(Source document Opens)

Savvy bar-tailed godwit equipped for climate challenge
The bird world's long-distance champion is probably savvy enough to cope with climate change, researchers believe.
The bar-tailed godwit makes the biggest no-stop migration, flying 11,000km from Alaska to New Zealand every autumn.
It relies on the right type of winds to make this epic journey - winds that computer models indicate could become less favourable in the future.
But scientists say the godwit's ability to judge weather conditions means it should rise to the challenge.
"They are very adept and savvy about when to leave Alaska, in being able to pick times when the atmospheric conditions are favourable for the journey to New Zealand - when there are good tailwinds," explained David Douglas, a wildlife biologist with the United States Geological Survey in Anchorage.
"We don't feel that we see enough change that we should be concerned that they won't have the opportunities to complete the migration as magnificently as they do now.
"We can raise other questions about the quality of their feeding grounds and things that they need to fuel on to make the migration - are they going to be intact and available? Those are entirely different kinds of questions.
"But as far as atmospheric circulation is concerned, at least in terms of the winds, we don't see a train wreck coming."
Mr Douglas was speaking in San Francisco at the American Geophysical Union (AGU) Fall Meeting, the world's largest annual gathering of Earth scientists.
He has been investigating the future prospects for the bar-tailed godwit (Limosa lapponica baueri), famed for its extraordinary annual odyssey.
The bird leaves New Zealand in March to fly some 10,000km to feeding grounds in China and the Koreas. And then in May, the godwit undertakes a 6,000km trip to western Alaska to breed and nest, before returning directly to New Zealand across the Pacific in August/September.
It is this final leg that amazes biologists.
One celebrated godwit, known as E7, was recorded by satellite tag in 2007 to have covered 11,700km in eight days.
But Mr Douglas has been wondering how the godwit might fare in a changed climate that also alters wind patterns in the Pacific.

(Source document Closes)
(Extracted material Opens)

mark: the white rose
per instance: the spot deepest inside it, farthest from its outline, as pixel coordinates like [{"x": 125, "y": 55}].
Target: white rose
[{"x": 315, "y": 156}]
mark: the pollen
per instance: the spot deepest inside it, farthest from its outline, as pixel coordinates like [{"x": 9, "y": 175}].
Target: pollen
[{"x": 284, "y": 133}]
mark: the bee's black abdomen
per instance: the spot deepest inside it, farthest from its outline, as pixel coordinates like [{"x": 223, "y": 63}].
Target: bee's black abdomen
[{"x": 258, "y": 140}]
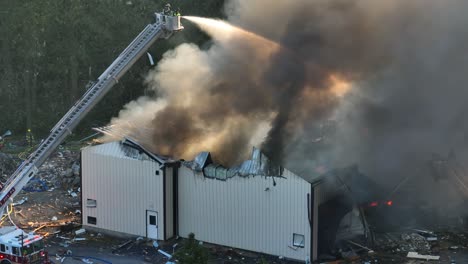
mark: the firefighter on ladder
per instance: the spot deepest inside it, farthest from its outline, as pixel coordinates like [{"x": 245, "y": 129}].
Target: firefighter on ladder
[
  {"x": 167, "y": 10},
  {"x": 177, "y": 12},
  {"x": 29, "y": 138}
]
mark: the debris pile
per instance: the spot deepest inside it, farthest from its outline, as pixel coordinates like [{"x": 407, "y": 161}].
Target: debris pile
[
  {"x": 61, "y": 170},
  {"x": 403, "y": 243}
]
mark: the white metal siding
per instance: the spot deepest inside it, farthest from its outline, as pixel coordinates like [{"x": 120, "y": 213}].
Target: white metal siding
[
  {"x": 241, "y": 214},
  {"x": 124, "y": 189},
  {"x": 169, "y": 203}
]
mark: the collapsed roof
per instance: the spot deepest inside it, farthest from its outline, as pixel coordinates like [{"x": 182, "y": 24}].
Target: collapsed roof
[{"x": 257, "y": 165}]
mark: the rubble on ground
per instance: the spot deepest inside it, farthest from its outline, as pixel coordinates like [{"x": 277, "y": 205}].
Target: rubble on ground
[{"x": 51, "y": 201}]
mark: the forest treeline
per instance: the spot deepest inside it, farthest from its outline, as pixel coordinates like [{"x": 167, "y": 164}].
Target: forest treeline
[{"x": 51, "y": 49}]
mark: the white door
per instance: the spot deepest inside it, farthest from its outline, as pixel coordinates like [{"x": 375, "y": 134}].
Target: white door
[{"x": 152, "y": 224}]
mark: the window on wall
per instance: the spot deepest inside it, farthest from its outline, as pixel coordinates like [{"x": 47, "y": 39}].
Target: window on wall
[
  {"x": 91, "y": 203},
  {"x": 298, "y": 240},
  {"x": 92, "y": 220}
]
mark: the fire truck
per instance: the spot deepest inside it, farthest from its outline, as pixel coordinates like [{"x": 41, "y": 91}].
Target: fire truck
[{"x": 17, "y": 246}]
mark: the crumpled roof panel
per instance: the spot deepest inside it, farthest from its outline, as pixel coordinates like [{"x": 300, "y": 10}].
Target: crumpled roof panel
[{"x": 258, "y": 165}]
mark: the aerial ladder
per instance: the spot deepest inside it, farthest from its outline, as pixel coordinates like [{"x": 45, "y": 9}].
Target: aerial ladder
[{"x": 164, "y": 27}]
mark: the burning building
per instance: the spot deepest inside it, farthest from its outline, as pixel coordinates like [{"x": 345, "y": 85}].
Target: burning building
[{"x": 255, "y": 206}]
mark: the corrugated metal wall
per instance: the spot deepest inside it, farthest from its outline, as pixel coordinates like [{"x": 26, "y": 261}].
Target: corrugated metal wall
[
  {"x": 169, "y": 203},
  {"x": 124, "y": 188},
  {"x": 241, "y": 213}
]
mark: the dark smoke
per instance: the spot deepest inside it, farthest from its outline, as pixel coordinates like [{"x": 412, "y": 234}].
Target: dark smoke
[{"x": 405, "y": 62}]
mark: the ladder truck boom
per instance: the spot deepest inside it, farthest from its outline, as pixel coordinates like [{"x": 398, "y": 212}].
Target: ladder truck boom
[{"x": 164, "y": 27}]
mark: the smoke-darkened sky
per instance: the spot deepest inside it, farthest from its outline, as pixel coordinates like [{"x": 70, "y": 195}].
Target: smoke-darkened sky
[{"x": 404, "y": 63}]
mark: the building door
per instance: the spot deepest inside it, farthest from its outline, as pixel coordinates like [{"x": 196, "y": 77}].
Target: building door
[{"x": 152, "y": 224}]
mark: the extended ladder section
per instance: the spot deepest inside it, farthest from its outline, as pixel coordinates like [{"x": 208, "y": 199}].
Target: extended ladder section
[{"x": 164, "y": 27}]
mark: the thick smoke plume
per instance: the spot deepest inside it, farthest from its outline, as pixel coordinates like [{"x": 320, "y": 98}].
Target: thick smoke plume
[{"x": 317, "y": 84}]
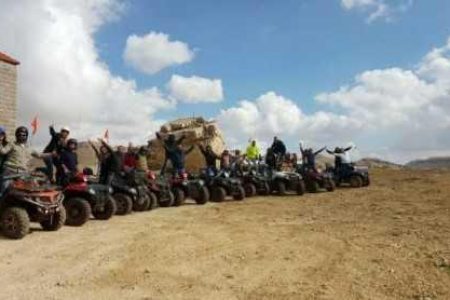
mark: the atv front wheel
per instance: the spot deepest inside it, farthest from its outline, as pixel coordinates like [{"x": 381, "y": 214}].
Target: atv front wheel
[
  {"x": 78, "y": 211},
  {"x": 168, "y": 200},
  {"x": 356, "y": 181},
  {"x": 240, "y": 194},
  {"x": 203, "y": 196},
  {"x": 313, "y": 187},
  {"x": 55, "y": 221},
  {"x": 109, "y": 210},
  {"x": 15, "y": 222},
  {"x": 250, "y": 190},
  {"x": 281, "y": 188},
  {"x": 180, "y": 197},
  {"x": 301, "y": 188},
  {"x": 124, "y": 204},
  {"x": 142, "y": 203},
  {"x": 218, "y": 194}
]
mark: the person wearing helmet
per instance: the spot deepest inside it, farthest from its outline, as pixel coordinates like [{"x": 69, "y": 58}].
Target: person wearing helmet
[
  {"x": 109, "y": 162},
  {"x": 18, "y": 155},
  {"x": 68, "y": 163},
  {"x": 253, "y": 153},
  {"x": 210, "y": 158},
  {"x": 55, "y": 146},
  {"x": 341, "y": 157},
  {"x": 309, "y": 157}
]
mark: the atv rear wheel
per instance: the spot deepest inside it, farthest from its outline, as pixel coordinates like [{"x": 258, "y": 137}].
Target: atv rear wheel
[
  {"x": 218, "y": 194},
  {"x": 281, "y": 188},
  {"x": 301, "y": 188},
  {"x": 203, "y": 196},
  {"x": 180, "y": 197},
  {"x": 124, "y": 204},
  {"x": 109, "y": 210},
  {"x": 240, "y": 195},
  {"x": 55, "y": 221},
  {"x": 330, "y": 185},
  {"x": 168, "y": 201},
  {"x": 153, "y": 200},
  {"x": 250, "y": 190},
  {"x": 15, "y": 222},
  {"x": 142, "y": 203},
  {"x": 78, "y": 211},
  {"x": 313, "y": 187},
  {"x": 356, "y": 181}
]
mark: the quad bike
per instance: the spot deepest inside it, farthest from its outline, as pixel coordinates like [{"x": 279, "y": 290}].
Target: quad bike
[
  {"x": 282, "y": 182},
  {"x": 355, "y": 176},
  {"x": 83, "y": 199},
  {"x": 315, "y": 180},
  {"x": 184, "y": 187},
  {"x": 131, "y": 192},
  {"x": 221, "y": 185},
  {"x": 26, "y": 200},
  {"x": 160, "y": 189},
  {"x": 253, "y": 181}
]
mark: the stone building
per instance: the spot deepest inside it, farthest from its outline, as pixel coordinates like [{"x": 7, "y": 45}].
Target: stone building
[{"x": 8, "y": 92}]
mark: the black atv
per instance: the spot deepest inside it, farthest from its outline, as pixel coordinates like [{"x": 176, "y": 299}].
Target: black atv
[
  {"x": 131, "y": 186},
  {"x": 315, "y": 180},
  {"x": 282, "y": 182},
  {"x": 83, "y": 199},
  {"x": 185, "y": 186},
  {"x": 26, "y": 199},
  {"x": 161, "y": 190},
  {"x": 253, "y": 181},
  {"x": 221, "y": 185},
  {"x": 354, "y": 176}
]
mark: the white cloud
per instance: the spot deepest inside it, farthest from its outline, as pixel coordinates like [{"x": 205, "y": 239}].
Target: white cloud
[
  {"x": 272, "y": 114},
  {"x": 195, "y": 89},
  {"x": 400, "y": 114},
  {"x": 377, "y": 9},
  {"x": 61, "y": 76},
  {"x": 155, "y": 51}
]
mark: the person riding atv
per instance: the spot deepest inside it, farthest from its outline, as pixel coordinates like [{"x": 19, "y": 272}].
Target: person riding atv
[
  {"x": 314, "y": 179},
  {"x": 345, "y": 171},
  {"x": 23, "y": 197}
]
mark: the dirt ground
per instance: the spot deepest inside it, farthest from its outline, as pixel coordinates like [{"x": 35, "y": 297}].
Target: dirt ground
[{"x": 389, "y": 241}]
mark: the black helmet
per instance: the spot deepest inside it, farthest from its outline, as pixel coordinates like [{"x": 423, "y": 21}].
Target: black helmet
[
  {"x": 20, "y": 132},
  {"x": 72, "y": 141}
]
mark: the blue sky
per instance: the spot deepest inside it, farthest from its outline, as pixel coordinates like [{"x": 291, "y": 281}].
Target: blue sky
[
  {"x": 296, "y": 48},
  {"x": 375, "y": 73}
]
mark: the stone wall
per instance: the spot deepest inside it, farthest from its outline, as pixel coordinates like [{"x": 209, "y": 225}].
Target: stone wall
[{"x": 8, "y": 96}]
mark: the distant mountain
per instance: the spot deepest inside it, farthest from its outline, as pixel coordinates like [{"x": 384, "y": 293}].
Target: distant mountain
[
  {"x": 377, "y": 163},
  {"x": 430, "y": 163}
]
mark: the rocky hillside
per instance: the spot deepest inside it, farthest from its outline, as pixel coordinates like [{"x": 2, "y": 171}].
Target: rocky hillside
[
  {"x": 430, "y": 163},
  {"x": 377, "y": 163}
]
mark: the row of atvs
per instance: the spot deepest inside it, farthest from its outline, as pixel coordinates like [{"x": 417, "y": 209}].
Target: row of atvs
[{"x": 29, "y": 198}]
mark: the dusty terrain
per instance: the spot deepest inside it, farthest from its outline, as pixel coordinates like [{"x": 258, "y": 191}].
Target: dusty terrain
[{"x": 390, "y": 241}]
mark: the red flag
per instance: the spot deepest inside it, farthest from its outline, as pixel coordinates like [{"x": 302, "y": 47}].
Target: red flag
[
  {"x": 34, "y": 125},
  {"x": 106, "y": 136}
]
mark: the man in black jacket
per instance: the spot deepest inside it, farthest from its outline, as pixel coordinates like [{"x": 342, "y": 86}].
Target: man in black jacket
[{"x": 55, "y": 146}]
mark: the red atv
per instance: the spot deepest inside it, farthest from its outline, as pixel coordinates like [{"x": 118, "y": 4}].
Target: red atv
[
  {"x": 183, "y": 187},
  {"x": 26, "y": 200},
  {"x": 83, "y": 199}
]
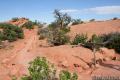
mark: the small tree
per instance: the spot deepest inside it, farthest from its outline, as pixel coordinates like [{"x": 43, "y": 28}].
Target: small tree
[
  {"x": 62, "y": 20},
  {"x": 79, "y": 39}
]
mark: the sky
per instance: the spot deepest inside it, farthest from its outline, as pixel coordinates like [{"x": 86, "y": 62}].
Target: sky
[{"x": 42, "y": 10}]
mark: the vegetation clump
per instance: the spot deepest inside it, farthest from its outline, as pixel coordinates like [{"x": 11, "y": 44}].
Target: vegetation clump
[
  {"x": 29, "y": 25},
  {"x": 79, "y": 39},
  {"x": 56, "y": 31},
  {"x": 10, "y": 32},
  {"x": 113, "y": 41}
]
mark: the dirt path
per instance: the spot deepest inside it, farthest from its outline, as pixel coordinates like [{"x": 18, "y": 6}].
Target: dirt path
[{"x": 13, "y": 64}]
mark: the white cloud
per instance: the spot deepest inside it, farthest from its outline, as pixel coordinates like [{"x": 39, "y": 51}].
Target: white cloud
[
  {"x": 96, "y": 10},
  {"x": 69, "y": 10}
]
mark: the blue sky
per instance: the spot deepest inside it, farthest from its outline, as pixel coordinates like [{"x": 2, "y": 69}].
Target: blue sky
[{"x": 42, "y": 10}]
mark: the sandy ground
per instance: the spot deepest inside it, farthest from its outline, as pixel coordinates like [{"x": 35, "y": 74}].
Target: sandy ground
[{"x": 14, "y": 59}]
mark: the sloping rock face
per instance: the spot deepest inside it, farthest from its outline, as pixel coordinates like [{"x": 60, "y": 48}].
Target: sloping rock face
[{"x": 108, "y": 54}]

(Extracted material Closes)

Apply what you read:
1/ According to the godwit article, how far did the bird known as E7 fly in 2007, and in how many days?
2/ Please carry the godwit article forward from its final sentence.

Results of the exercise:
1/ E7 covered 11,700km in eight days.

2/
Working with colleagues at the University of Illinois at Urbana Champaign, the team has modelled atmospheric circulation conditions towards the end of the century.
At the moment, the bird makes use of tailwinds on the backsides of low-pressure systems passing across the northern Pacific. The research found these systems in future will likely move north, and that, on average, what the scientists call the net tailwind index will show some degradation.
In other words, there will probably be fewer opportunities when conditions are optimum.
But tagging studies have demonstrated also that the godwit seems to have a knack of picking the optimum moment whenever it does arise.
"Our empirical studies have clearly shown that these birds don't depart on random," said Mr Douglas.
"They're very good at cuing in on when the conditions are just right. And so when we look at these modelled runs and the variability in the available windows, we see there are still ample opportunities for them to pick good windows of time to make this migration, despite the overall mean being reduced."
The energy required to fly non-stop for thousands of kilometres is huge. This leads to the godwit taking on an enormous fat store before setting out on its marathons.
And if there is concern about the bird's current or future status, then it relates to this fuelling phase and the fact that some of its feeding grounds are being diminished.
In China and South Korea, for example, recent years have seen increasing reclamation of the tidal mud flats where the bird forages.